======== READING PASSAGE

Move to Idaho pays off years later, Lakeland senior says

Megan Rauvola was a month short of her ninth birthday when her parents moved from Southern California to Rathdrum.
“I told them ‘You are ruining my life,’” Rauvola said, smiling.
On a recent drive with her parents, Rauvola, a Lakeland High School senior, offered a belated apology.
“The 8-year-old me was wrong because it was the best thing you could have done for me,” Rauvola told them.
Her parents were planning retirement and they wanted to raise their youngest daughter in a less dog-eat-dog environment. They literally got out a map and picked out North Idaho.
Two years before moving, they spent a week in the Rathdrum area, scouting out land to build a home. A month before Rauvola was to start the fourth grade, the finishing touches on the home were completed and they moved.
“They did it for me,” Rauvola said.
She doesn’t know what she may have missed out on in California, but it doesn’t matter. She’s had nothing short of a beautiful life in North Idaho.
Rauvola is a twin. Two daughters were born to her parents, but her sister died at 8 weeks old because of a noncancerous tumor in her brain.
Just before she started her junior year, Rauvola’s mother told her she wasn’t her biological daughter.
Her parents had married after divorces and wanted to have a child. But after a couple of miscarriages, her parents decided to try in-vitro fertilization using eggs from a donor.
“I wondered for a long time why I was the only one with brown eyes and everybody else had blue eyes,” Megan said.
She doesn’t know who her biological mother is but wants to find out.
“I plan to meet her so I can learn about my heritage,” she said.

================

**TASKS TO COMPLETE**
A: Decide whether each statement agrees with the article on Megan Rauvola, answering yes or no and quoting the words that settle it: (i) Rauvola was nine years old when her family moved to Rathdrum. (ii) Her parents spent a week in the Rathdrum area two years before the move. (iii) Her twin sister died because of a cancerous tumor.
B: List every distinct geographic place name in the article on Megan Rauvola, including the headline but leaving out the name of her high school.
C: Write the next part of the article on Megan Rauvola, starting after its final sentence.
The entries that come after the article on Megan Rauvola play no part in the work on it.

======== GIVEN RECORDS

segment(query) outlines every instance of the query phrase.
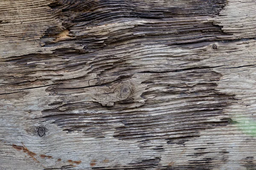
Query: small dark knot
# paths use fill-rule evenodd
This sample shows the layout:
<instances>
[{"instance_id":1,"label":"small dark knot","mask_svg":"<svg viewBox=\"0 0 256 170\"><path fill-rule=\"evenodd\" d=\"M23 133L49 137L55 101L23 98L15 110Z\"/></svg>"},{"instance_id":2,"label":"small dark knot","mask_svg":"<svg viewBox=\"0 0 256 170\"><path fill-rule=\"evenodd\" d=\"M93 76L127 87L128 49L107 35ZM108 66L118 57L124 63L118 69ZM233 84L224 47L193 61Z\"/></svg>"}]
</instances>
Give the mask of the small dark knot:
<instances>
[{"instance_id":1,"label":"small dark knot","mask_svg":"<svg viewBox=\"0 0 256 170\"><path fill-rule=\"evenodd\" d=\"M213 44L212 45L212 48L216 50L217 49L217 45L216 45L215 44Z\"/></svg>"},{"instance_id":2,"label":"small dark knot","mask_svg":"<svg viewBox=\"0 0 256 170\"><path fill-rule=\"evenodd\" d=\"M45 133L45 129L44 127L39 127L38 130L38 133L39 136L43 136Z\"/></svg>"}]
</instances>

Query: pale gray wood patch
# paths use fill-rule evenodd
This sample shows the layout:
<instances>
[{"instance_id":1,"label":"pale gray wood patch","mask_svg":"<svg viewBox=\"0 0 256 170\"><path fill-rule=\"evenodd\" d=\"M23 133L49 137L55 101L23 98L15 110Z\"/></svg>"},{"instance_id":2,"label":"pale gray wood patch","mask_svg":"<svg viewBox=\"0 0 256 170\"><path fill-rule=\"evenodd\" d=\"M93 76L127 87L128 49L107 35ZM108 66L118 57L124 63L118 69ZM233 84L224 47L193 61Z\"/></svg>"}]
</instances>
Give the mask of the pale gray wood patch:
<instances>
[{"instance_id":1,"label":"pale gray wood patch","mask_svg":"<svg viewBox=\"0 0 256 170\"><path fill-rule=\"evenodd\" d=\"M0 0L0 169L255 169L256 6Z\"/></svg>"}]
</instances>

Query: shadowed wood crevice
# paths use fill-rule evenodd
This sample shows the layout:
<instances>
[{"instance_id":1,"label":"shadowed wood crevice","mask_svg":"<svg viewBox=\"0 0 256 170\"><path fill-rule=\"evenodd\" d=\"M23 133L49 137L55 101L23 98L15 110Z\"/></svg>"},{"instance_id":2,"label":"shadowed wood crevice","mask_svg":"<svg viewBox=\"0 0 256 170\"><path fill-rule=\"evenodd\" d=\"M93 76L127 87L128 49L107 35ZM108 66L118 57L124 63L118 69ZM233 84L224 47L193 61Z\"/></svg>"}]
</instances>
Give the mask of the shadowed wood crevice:
<instances>
[{"instance_id":1,"label":"shadowed wood crevice","mask_svg":"<svg viewBox=\"0 0 256 170\"><path fill-rule=\"evenodd\" d=\"M255 169L255 9L0 0L0 169Z\"/></svg>"}]
</instances>

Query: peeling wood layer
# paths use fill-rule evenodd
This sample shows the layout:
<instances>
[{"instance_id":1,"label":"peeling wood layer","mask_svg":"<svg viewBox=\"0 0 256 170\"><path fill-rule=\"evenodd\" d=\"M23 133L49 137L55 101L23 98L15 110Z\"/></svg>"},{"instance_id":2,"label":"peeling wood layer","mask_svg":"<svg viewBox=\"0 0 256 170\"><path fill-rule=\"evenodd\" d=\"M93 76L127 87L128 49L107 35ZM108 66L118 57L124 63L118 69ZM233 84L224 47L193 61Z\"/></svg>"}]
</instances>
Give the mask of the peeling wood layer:
<instances>
[{"instance_id":1,"label":"peeling wood layer","mask_svg":"<svg viewBox=\"0 0 256 170\"><path fill-rule=\"evenodd\" d=\"M0 169L255 169L255 9L0 0Z\"/></svg>"}]
</instances>

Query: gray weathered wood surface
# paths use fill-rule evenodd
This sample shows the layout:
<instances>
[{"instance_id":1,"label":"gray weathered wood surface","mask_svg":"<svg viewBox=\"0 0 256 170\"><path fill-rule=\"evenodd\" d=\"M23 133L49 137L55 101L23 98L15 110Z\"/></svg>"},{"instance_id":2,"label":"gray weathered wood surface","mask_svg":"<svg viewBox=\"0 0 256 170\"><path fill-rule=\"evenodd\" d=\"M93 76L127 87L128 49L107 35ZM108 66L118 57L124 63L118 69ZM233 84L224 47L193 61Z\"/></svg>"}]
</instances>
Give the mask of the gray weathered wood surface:
<instances>
[{"instance_id":1,"label":"gray weathered wood surface","mask_svg":"<svg viewBox=\"0 0 256 170\"><path fill-rule=\"evenodd\" d=\"M256 169L256 11L0 0L0 169Z\"/></svg>"}]
</instances>

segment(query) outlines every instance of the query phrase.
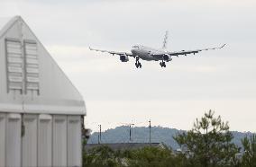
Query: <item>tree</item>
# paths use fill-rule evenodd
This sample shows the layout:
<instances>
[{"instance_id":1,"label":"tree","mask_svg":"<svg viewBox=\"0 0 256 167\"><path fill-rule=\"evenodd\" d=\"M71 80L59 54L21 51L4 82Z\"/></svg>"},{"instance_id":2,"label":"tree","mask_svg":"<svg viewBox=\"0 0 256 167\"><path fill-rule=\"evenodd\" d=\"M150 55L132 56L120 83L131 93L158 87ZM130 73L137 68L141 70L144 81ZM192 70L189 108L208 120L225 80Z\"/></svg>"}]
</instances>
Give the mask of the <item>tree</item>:
<instances>
[{"instance_id":1,"label":"tree","mask_svg":"<svg viewBox=\"0 0 256 167\"><path fill-rule=\"evenodd\" d=\"M197 119L191 130L174 137L187 150L187 166L235 166L235 154L239 149L231 142L233 135L228 122L214 115L209 110L200 119Z\"/></svg>"},{"instance_id":2,"label":"tree","mask_svg":"<svg viewBox=\"0 0 256 167\"><path fill-rule=\"evenodd\" d=\"M107 145L101 145L84 153L85 167L118 167L121 166L116 161L114 151Z\"/></svg>"},{"instance_id":3,"label":"tree","mask_svg":"<svg viewBox=\"0 0 256 167\"><path fill-rule=\"evenodd\" d=\"M244 154L242 158L242 166L256 166L256 135L252 135L250 139L245 137L242 140L244 147Z\"/></svg>"}]
</instances>

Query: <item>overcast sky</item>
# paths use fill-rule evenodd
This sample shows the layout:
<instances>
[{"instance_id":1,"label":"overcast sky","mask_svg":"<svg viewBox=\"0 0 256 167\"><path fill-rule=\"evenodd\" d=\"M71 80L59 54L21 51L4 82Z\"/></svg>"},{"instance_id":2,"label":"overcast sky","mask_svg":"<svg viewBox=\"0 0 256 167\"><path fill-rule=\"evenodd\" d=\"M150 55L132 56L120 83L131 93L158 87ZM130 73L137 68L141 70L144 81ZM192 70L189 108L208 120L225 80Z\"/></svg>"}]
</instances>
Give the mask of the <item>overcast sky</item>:
<instances>
[{"instance_id":1,"label":"overcast sky","mask_svg":"<svg viewBox=\"0 0 256 167\"><path fill-rule=\"evenodd\" d=\"M232 130L256 132L254 0L1 0L0 16L22 15L85 98L87 126L133 122L190 129L212 109ZM157 62L95 53L134 44L221 50Z\"/></svg>"}]
</instances>

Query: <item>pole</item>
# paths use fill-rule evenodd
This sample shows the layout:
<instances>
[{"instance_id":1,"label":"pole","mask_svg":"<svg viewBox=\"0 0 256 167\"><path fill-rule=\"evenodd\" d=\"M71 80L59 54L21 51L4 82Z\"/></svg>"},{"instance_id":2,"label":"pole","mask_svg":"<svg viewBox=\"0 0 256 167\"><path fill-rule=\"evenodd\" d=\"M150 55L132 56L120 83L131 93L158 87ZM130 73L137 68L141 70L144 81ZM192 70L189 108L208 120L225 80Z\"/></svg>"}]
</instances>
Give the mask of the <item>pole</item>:
<instances>
[{"instance_id":1,"label":"pole","mask_svg":"<svg viewBox=\"0 0 256 167\"><path fill-rule=\"evenodd\" d=\"M130 125L130 143L131 143L131 141L132 141L132 126Z\"/></svg>"},{"instance_id":2,"label":"pole","mask_svg":"<svg viewBox=\"0 0 256 167\"><path fill-rule=\"evenodd\" d=\"M101 144L101 125L98 125L99 127L99 133L97 136L97 144Z\"/></svg>"},{"instance_id":3,"label":"pole","mask_svg":"<svg viewBox=\"0 0 256 167\"><path fill-rule=\"evenodd\" d=\"M99 141L101 143L101 125L99 125Z\"/></svg>"},{"instance_id":4,"label":"pole","mask_svg":"<svg viewBox=\"0 0 256 167\"><path fill-rule=\"evenodd\" d=\"M151 145L151 120L150 119L150 144Z\"/></svg>"}]
</instances>

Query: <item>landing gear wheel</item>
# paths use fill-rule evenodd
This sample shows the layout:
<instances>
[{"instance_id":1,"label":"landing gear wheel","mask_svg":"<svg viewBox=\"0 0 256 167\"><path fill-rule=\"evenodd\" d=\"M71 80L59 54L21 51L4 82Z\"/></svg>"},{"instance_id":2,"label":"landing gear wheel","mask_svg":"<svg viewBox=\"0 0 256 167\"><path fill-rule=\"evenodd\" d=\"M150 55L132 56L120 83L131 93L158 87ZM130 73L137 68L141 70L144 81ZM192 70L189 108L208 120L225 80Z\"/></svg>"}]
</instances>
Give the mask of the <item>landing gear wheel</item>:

================

**TASK-BY-TASK RESULTS**
A:
(i) No: "Megan Rauvola was a month short of her ninth birthday when her parents moved from Southern California to Rathdrum."
(ii) Yes: "Two years before moving, they spent a week in the Rathdrum area, scouting out land to build a home."
(iii) No: "her sister died at 8 weeks old because of a noncancerous tumor in her brain."

B: Idaho, Southern California, Rathdrum, North Idaho, California

C:
Rauvola has a 4.0 grade-point average and ranks eighth in a senior class of 169.
She became the first Lakeland student to be a legislative page during the recent Idaho legislative session. She was a page for Sen. Bob Nonini (R).
Rauvola was lined up to go to Boise when she had second thoughts, so she talked with Lakeland principal Trent Derrick.
“He told me I was going through buyer’s remorse,” Rauvola said. “He said it would go really fast.”
She spent most of the third quarter in Boise, doing homework by correspondence during free time.
“I cannot believe it went as fast as it did,” she said. “I am so glad I went. It’s definitely the best experience I’ve had my entire high school career.”
“She has a way of coming into a space and making it brighter,” Derrick said.
Something else Derrick said to Rauvola will stay with her the rest of her life.
“It’s going to be my life motto – when you’re out of your comfort zone is where you grow the most.”
Rauvola plans to attend the University of Providence in Great Falls, Montana, where she wants to play soccer.
She plans to major in biology and minor in political science. She hopes to be a pediatric anesthesiologist.